**Excerpted passage**
************

I guess you need to add changes to find_memory_block. section-ID != block-ID.


> + if (!mem) {
> + unsigned long start_pfn;
> +
> + mem = kzalloc(sizeof(*mem), GFP_KERNEL);
> + if (!mem)
> + return -ENOMEM;
> +
> + mem->state = state;
> + mutex_init(&mem->state_mutex);
> + start_pfn = section_nr_to_pfn(__section_nr(section));
> + mem->phys_device = arch_get_memory_phys_device(start_pfn);
> + INIT_LIST_HEAD(&mem->sections);

I'm not sure this phys_device is properly set in any arch...but this changes in
granule will not affect ?

> +
> + ret = register_memory(mem, section);
> + if (!ret)
> + ret = mem_create_simple_file(mem, phys_index);
> + if (!ret)
> + ret = mem_create_simple_file(mem, state);
> + if (!ret)
> + ret = mem_create_simple_file(mem, phys_device);
> + if (!ret)
> + ret = mem_create_simple_file(mem, removable);
> + if (!ret) {
> + if (context == HOTPLUG)
> + ret = register_mem_sect_under_node(mem, nid);
> + }
> + } else {
> + kobject_put(&mem->sysdev.kobj);
> + }
> +
> + if (!ret)
> + ret = add_mem_block_section(mem, __section_nr(section), state);
> +
> + return ret;
> +}





>
> int remove_memory_block(unsigned long node_id, struct mem_section *section,
> int phys_device)
> {
> struct memory_block *mem;
> + struct memory_block_section *mbs;
> + struct list_head *pos, *tmp;
> + int section_nr = __section_nr(section);
>
> mem = find_memory_block(section);

ditto.

> - unregister_mem_sect_under_nodes(mem);
> - mem_remove_simple_file(mem, phys_index);
> - mem_remove_simple_file(mem, state);
> - mem_remove_simple_file(mem, phys_device);
> - mem_remove_simple_file(mem, removable);
> - unregister_memory(mem, section);
> + mutex_lock(&mem->state_mutex);
> +
> + /* remove the specified section */
> + list_for_each_safe(pos, tmp, &mem->sections) {
> + mbs = list_entry(pos, struct memory_block_section, next);
> +
list_for_each_entry_safe ?

************

**Data listing**

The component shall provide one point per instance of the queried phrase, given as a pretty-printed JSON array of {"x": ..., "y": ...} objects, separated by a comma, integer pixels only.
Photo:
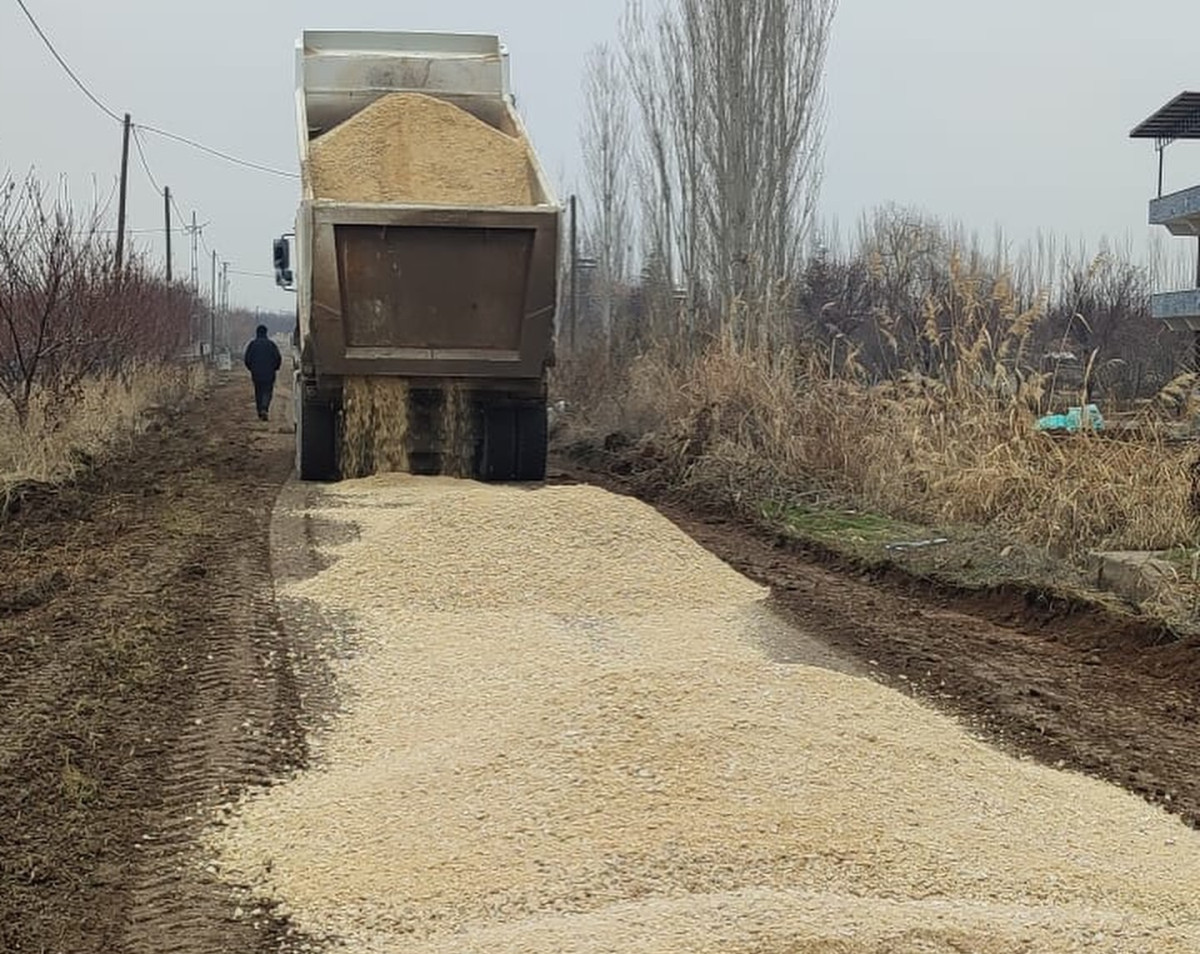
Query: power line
[
  {"x": 142, "y": 155},
  {"x": 63, "y": 63},
  {"x": 219, "y": 154},
  {"x": 155, "y": 130}
]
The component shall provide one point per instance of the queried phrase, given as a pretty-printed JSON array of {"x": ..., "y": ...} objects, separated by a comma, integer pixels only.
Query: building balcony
[
  {"x": 1180, "y": 211},
  {"x": 1179, "y": 310}
]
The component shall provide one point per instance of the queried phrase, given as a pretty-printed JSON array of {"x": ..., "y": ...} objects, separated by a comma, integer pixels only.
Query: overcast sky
[{"x": 995, "y": 114}]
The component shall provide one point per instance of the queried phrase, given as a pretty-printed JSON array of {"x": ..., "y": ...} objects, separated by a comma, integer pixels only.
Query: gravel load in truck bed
[
  {"x": 408, "y": 147},
  {"x": 561, "y": 732}
]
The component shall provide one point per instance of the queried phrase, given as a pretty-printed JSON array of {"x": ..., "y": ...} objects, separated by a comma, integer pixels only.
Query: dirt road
[
  {"x": 145, "y": 681},
  {"x": 142, "y": 676}
]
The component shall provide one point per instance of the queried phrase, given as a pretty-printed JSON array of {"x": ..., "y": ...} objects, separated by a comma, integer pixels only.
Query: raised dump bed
[{"x": 426, "y": 261}]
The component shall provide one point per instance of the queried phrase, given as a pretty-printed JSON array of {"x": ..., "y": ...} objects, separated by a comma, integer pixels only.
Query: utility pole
[
  {"x": 213, "y": 312},
  {"x": 225, "y": 301},
  {"x": 575, "y": 258},
  {"x": 166, "y": 205},
  {"x": 120, "y": 208},
  {"x": 195, "y": 232}
]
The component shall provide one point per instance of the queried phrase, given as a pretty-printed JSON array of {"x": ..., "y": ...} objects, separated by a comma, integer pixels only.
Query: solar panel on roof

************

**Set problem 1**
Answer these questions from the memory-block patch review.
(a) What reason does the reviewer give for changing find_memory_block?
(b) What value does the added code return if the kzalloc call fails?
(c) Which macro does the reviewer propose next to the list_for_each_safe loop in remove_memory_block?
**Set problem 2**
Carry on the memory-block patch review from its last line.
The listing is separate material and is not part of the memory-block patch review.

**Task output 1**
(a) A section ID is not the same as a block ID ("section-ID != block-ID").
(b) -ENOMEM
(c) list_for_each_entry_safe

**Task output 2**
> + if (mbs->phys_index == section_nr) {
> + list_del(&mbs->next);
> + kfree(mbs);
> + }
> + }
> +
> + mutex_unlock(&mem->state_mutex);
> +
> + if (list_empty(&mem->sections)) {
> + unregister_mem_sect_under_nodes(mem);
> + mem_remove_simple_file(mem, phys_index);
> + mem_remove_simple_file(mem, state);
> + mem_remove_simple_file(mem, phys_device);
> + mem_remove_simple_file(mem, removable);
> + unregister_memory(mem);
> + kfree(mem);
> + }
>
> return 0;
> }
> @@ -532,6 +608,24 @@
> return remove_memory_block(0, section, 0);
> }
>
> +u32 __weak memory_block_size(void)
> +{
> + return MIN_MEMORY_BLOCK_SIZE;
> +}
> +
> +static u32 get_memory_block_size(void)
> +{
> + u32 blk_sz;
> +
> + blk_sz = memory_block_size();
> +
> + /* Validate blk_sz is a power of 2 and not less than section size */
> + if ((blk_sz & (blk_sz - 1)) || (blk_sz < MIN_MEMORY_BLOCK_SIZE))
> + blk_sz = MIN_MEMORY_BLOCK_SIZE;
> +
> + return blk_sz;
> +}
> +
> /*
> * Initialize the sysfs support for memory devices...
> */
> @@ -540,12 +634,16 @@
> unsigned int i;
> int ret;
> int err;
> + int block_sz;
>
> memory_sysdev_class.kset.uevent_ops = &memory_uevent_ops;
> ret = sysdev_class_register(&memory_sysdev_class);
> if (ret)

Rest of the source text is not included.